• **Bloc de texte**

· · ·

La Cour invite toutefois la juridiction de renvoi à vérifier la possibilité d’interpréter la réglementation nationale applicable en conformité avec les exigences de l’article 267 TFUE ( 7 ). En effet, cette réglementation ne semble pas interdire à cette juridiction d’apprécier, dans le cadre de la procédure d’examen d’une demande d’autorisation d’un pourvoi en révision, si la question relative à l’interprétation ou à la validité d’une disposition du droit de l’Union soulevée à l’appui de cette demande exige la saisine de la Cour à titre préjudiciel ou relève, au contraire, de l’une des exceptions à l’obligation de renvoi. En particulier, les cas de figure que ladite réglementation énonce et qui ont exclusivement trait à des situations caractérisées, en substance, par des divergences dans la jurisprudence nationale ou par l’absence de jurisprudence de la juridiction suprême nationale ne paraissent pas revêtir un caractère exhaustif.

Dans ces conditions, ladite réglementation apparaît susceptible d’être interprétée en ce sens que le critère de l’importance de la question de droit soulevée pour la sécurité juridique, l’application uniforme du droit ou le développement de celui-ci inclut l’hypothèse où la partie au litige qui demande l’autorisation de former un pourvoi en révision soulève une question relative à l’interprétation ou à la validité d’une disposition du droit de l’Union qui ne relève d’aucune des exceptions à l’obligation de renvoi et qui exige, par conséquent, une saisine de la Cour à titre préjudiciel.

La Cour souligne, en outre, qu’il appartient à une juridiction suprême nationale, saisie d’une telle demande d’autorisation et se trouvant dans l’obligation de saisir la Cour à titre préjudiciel, de décider s’il convient de procéder à cette saisine au stade de l’examen de cette demande ou à un stade ultérieur. Si elle décide de saisir la Cour à titre préjudiciel au stade de l’examen de ladite demande, il lui incombe de suspendre le traitement de cette dernière dans l’attente de la décision préjudicielle et de mettre en œuvre, par la suite, cette décision dans son appréciation du point de savoir s’il y a lieu d’autoriser le pourvoi en révision.

· · ·

• **Exercice**
Répondez à ces questions d'après le texte sur le renvoi préjudiciel.
(a) À quel article du TFUE la réglementation nationale doit-elle pouvoir être interprétée conformément ?
(b) Par quoi sont caractérisées les situations auxquelles ont exclusivement trait les cas de figure énoncés par la réglementation nationale ?
(c) Que doit faire la juridiction suprême nationale si elle saisit la Cour à titre préjudiciel au stade de l'examen de la demande d'autorisation ?

• **Extrait de données**
· · ·

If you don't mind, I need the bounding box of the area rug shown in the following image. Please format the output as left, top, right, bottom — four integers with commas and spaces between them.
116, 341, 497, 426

· · ·

• **Réponse complète**
(a) À l'article 267 TFUE.
(b) Elles sont caractérisées par des divergences dans la jurisprudence nationale ou par l'absence de jurisprudence de la juridiction suprême nationale.
(c) Elle doit suspendre le traitement de la demande dans l'attente de la décision préjudicielle. Elle doit ensuite mettre en œuvre cette décision pour apprécier s'il y a lieu d'autoriser le pourvoi en révision.